Written request a —
Which variable names are declared with var in the text about converting base 26 strings?

Text shown —
━━━━━━━━━━━━━━━━━━━━━━━━━━━━━━

The key take away here is the use of the quotient and remainder. The quotient represents what place we’re in. The remainder represents the value of that place.

When we reach a quotient of 0 we know we’re done. No more places to divide by 26.

We compensate for the array being zero indexed by subtracting 1 from the quotient each iteration. So 26 will become 25 and return a value of z at index 25 of the array.

As you saw above, we get the ones place first, tens place next, and etc. So we prepend the value to our result string to get the correct order.

That’s it! This approach is also fast.Indexing into an array is very fast, O(1). In toString26 we’re dividing in our iteration so we’re chunking large numbersdown by a big amount. Each time we iterate the new number we’re dividing is the quotient from the last iteration. The time complexity comes out to be O(log n). It’s worth noting that the base of the log is 26 and makes this faster than a base of 2. But it is a constant and therefore left out.

Base 26 String to Base 10 Integer

Next let’s convert that integer back into a base 26 string. We’ll need a similar group of variables to work with at the beginning. An alphabet array and a result integer to accumulate the sum.

var alpha = charRange('a', 'z');
var result = 0;

Next we’ll need to iterate over each of the characters of the string. Each character represents a position in a base 26 number. This means the last position represents n multiplied by 26 to the power of it’s string index 0. This will boil down to n * 1 because any number to the power 0 is 1. Next we’ll get this equation n * 26, and then n * (26^2), and etc.

We’ll compensate for the zero indexed array in this case by incrementing position. But we must do it AFTER we retrieve the letter from the alpha array.

The trick to this bit of code is to iterate backwards over the string with i, but still have a forward iterator j to set the power of 26 by which we multiply the position.

Here is the code:

function toInt26(str) {
  var alpha = charRange('a', 'z');
  var result = 0;

  // make sure we have a usable string
  str = str.toLowerCase();
  str = str.replace(/[^a-z]/g, '');

  // we're incrementing j and decrementing i
  var j = 0;
  for (var i = str.length - 1; i > -1; i--) {
    // get letters in reverse
    var char = str[i];

    // get index in alpha and compensate for
    // 0 based array
    var position = alpha.indexOf(char);
    position++;

    // the power kinda like the 10's or 100's
    // etc... position of the letter
    // when j is 0 it's 1s
    // when j is 1 it's 10s
    // etc...

━━━━━━━━━━━━━━━━━━━━━━━━━━━━━━

Input for this task —
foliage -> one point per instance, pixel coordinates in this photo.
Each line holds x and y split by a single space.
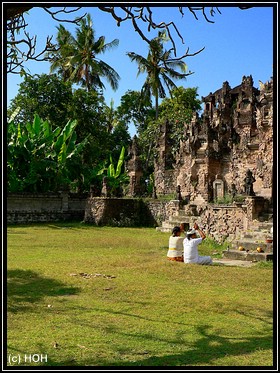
47 95
116 179
178 111
38 156
134 109
50 97
76 57
160 68
109 297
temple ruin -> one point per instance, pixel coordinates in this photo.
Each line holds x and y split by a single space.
233 135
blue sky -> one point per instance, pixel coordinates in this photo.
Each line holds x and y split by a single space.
239 43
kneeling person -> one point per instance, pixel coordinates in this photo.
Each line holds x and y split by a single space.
175 251
191 243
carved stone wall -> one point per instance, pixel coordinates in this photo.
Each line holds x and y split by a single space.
234 134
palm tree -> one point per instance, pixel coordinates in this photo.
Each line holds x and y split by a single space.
160 69
76 58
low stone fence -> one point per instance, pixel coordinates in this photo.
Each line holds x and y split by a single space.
219 221
124 212
31 208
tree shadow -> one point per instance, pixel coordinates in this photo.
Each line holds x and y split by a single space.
205 350
26 287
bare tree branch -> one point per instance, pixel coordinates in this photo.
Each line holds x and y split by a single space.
138 16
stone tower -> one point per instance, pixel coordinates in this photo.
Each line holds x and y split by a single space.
234 134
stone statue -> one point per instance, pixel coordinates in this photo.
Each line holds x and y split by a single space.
248 183
233 190
105 188
178 193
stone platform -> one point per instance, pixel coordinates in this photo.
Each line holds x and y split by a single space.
247 255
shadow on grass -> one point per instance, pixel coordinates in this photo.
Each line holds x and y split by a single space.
26 287
203 353
208 348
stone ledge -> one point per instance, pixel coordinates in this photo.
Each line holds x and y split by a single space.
249 256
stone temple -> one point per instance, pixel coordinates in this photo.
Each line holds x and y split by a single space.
233 137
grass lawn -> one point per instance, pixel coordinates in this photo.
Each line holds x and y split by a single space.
98 296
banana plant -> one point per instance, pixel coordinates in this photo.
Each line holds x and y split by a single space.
38 156
116 178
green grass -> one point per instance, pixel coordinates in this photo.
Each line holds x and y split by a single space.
134 307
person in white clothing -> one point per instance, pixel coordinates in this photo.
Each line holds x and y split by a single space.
191 243
175 250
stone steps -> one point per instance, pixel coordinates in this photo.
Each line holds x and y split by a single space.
247 256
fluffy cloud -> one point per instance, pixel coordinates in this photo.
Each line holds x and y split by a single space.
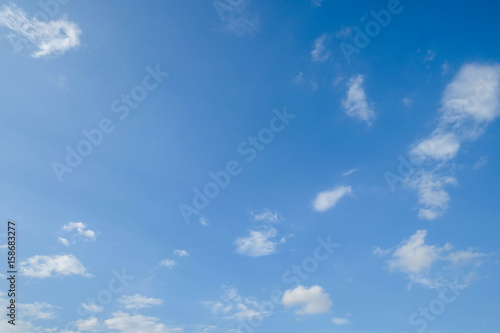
233 306
312 301
168 263
355 103
257 243
181 253
37 310
138 302
469 103
431 265
328 199
52 266
80 229
53 37
126 323
319 52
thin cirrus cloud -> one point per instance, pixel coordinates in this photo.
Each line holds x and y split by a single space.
329 199
52 266
469 103
313 300
432 266
50 38
355 103
138 301
233 306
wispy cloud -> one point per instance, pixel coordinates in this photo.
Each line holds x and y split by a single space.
432 266
328 199
138 301
52 266
51 38
469 103
313 300
355 103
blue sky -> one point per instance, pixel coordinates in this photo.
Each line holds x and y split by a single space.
247 166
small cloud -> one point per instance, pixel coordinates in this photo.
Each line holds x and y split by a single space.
181 253
51 38
63 241
347 173
52 266
481 162
328 199
257 243
313 300
138 301
407 101
319 52
355 103
340 321
81 230
267 216
168 263
430 55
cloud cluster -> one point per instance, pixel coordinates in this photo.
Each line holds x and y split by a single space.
469 103
50 38
431 266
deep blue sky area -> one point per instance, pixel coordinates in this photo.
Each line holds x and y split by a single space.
241 166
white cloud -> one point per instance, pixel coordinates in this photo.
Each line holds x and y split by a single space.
340 321
257 243
37 310
63 241
469 103
81 230
236 18
52 266
318 53
355 103
90 324
328 199
407 101
138 302
181 253
348 172
267 216
482 161
53 37
126 323
92 307
431 265
168 263
233 306
312 301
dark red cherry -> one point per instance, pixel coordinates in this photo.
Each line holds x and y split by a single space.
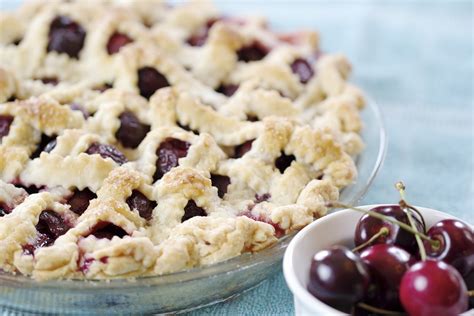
302 68
79 200
456 245
107 230
150 80
338 277
387 264
433 287
242 149
227 89
139 202
107 151
221 183
368 226
191 210
116 42
253 52
5 122
284 161
131 131
169 153
66 36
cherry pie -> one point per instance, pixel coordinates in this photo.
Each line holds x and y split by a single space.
138 138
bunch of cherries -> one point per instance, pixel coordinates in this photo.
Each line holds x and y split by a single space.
398 265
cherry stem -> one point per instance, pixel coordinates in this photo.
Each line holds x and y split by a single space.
401 188
381 311
381 217
382 232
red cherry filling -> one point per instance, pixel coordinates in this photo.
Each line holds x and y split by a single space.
131 131
150 80
47 144
302 68
116 42
284 161
50 226
253 52
5 123
221 183
107 151
242 149
169 153
191 210
139 202
107 230
79 200
227 89
66 36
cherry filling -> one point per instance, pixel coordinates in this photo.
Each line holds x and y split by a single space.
5 123
131 131
116 42
302 68
191 210
253 52
150 80
66 36
107 151
227 89
200 37
50 226
242 149
221 183
284 161
169 152
79 200
139 202
47 144
107 230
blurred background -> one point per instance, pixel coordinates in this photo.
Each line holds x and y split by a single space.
415 58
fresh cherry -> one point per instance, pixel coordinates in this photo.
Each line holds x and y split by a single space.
433 287
387 264
131 131
150 80
368 226
455 247
338 277
66 36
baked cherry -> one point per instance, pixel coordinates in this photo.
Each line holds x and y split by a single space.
387 264
150 80
242 149
253 52
338 277
66 36
302 68
5 123
433 287
368 226
107 151
221 183
169 152
284 161
139 202
227 89
131 131
79 201
191 209
116 42
455 247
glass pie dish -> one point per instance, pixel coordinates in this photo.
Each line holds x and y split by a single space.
188 289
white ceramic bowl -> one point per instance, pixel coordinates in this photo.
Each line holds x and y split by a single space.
334 229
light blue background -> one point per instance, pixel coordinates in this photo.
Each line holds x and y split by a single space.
416 60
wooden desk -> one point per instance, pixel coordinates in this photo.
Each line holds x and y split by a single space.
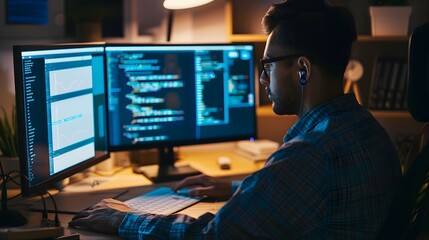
202 159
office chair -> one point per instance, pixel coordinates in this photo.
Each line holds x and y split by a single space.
410 205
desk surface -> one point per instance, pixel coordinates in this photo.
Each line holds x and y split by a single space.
202 159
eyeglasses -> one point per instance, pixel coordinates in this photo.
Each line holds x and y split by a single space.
266 63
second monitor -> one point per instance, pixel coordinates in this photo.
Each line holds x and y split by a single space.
161 96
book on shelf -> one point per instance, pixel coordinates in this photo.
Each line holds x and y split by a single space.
401 91
388 85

━━━━━━━━━━━━━━━━━━━━━━━━━━━━━━

Written request b —
Update the listing, starting at the line containing "wooden desk ->" and ending at the last line of the listing, by replacing "instance" with "object" and leaving everything else unchanged. Give only those lines, and leave out the pictures.

Finished answer a —
alpha, result, j, i, char, position

Finished answer b —
wooden desk -> one point per object, pixel coordinates in this photo.
Each line holds x and y split by a single space.
202 159
office chair -> one point per object, pixel coordinates in this photo.
Each line holds x and y split by a single space.
410 205
desk surface -> one point per object, pixel coordinates in this photo.
Each line holds x and y split by a single space.
202 159
eyeglasses -> one point per object, pixel coordinates in this photo.
Each line holds x and y split by a single space.
266 63
second monitor -> one point per object, pixel coordinates in this photo.
Each line holds x and y split by a single space.
161 96
book on shelf -> one point per object, pixel coordinates in this photo.
Each line holds x and y split by a single space.
401 91
388 85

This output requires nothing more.